▶ SUPPLIED ENTRIES:
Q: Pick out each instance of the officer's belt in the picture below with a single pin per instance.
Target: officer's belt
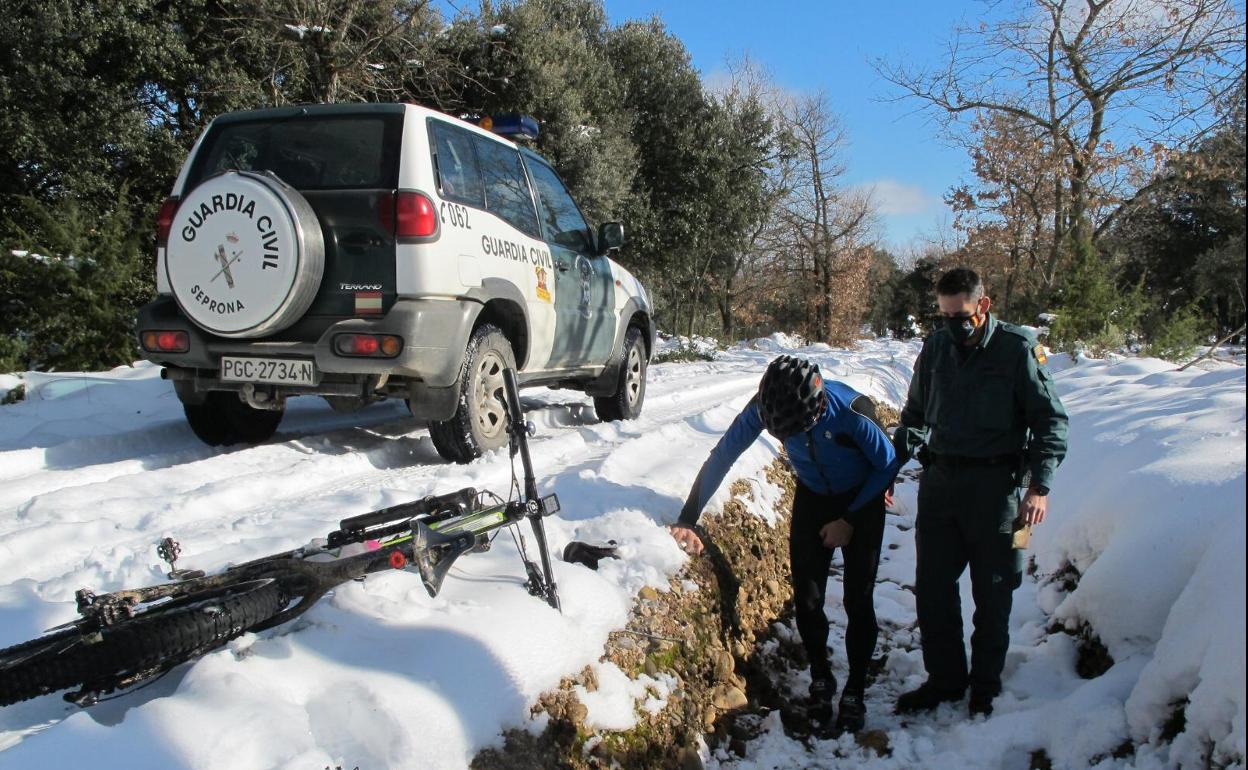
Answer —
(957, 461)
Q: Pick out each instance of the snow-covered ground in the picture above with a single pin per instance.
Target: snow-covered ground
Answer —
(1150, 508)
(96, 468)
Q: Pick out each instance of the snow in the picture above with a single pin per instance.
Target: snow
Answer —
(1150, 507)
(95, 468)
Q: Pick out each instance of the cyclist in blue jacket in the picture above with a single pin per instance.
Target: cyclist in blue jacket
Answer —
(844, 463)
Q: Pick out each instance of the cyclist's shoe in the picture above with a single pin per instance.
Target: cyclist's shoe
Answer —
(851, 713)
(820, 709)
(926, 698)
(981, 701)
(821, 692)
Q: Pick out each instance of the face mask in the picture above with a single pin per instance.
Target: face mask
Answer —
(961, 328)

▶ WHAT YOU SHOULD DO:
Restate word for word the lines running from the first line of the material to the line containing "Target: face mask", inclusive, and drop every picture.

▶ TASK OUTPUT:
Q: Pick out each instance of the officer's belt in the picture below with a single pin per instance.
Target: officer's belt
Answer —
(957, 461)
Q: Pick out each instance of the snow-covered ground in the picture above with a single pin per instance.
Target: snow-covered ground
Answer —
(1150, 508)
(96, 468)
Q: Pick out each instance of the snow in the picture above with a single pin per instance.
Target: snow
Answer —
(1150, 507)
(95, 468)
Q: Pick out each instance of the cyclist in blue jacket in the picture above with a single pin per instance.
Target: cyclist in blue jacket
Answer —
(844, 463)
Q: Pick out each instance of the cyclist's shoe in the picture above with a single pin per instance.
Target: cyclist's shoe
Answer —
(851, 713)
(820, 709)
(926, 698)
(981, 701)
(821, 692)
Q: Pick out each instance of the face mask in the picture above with a single pin per instance.
Target: face mask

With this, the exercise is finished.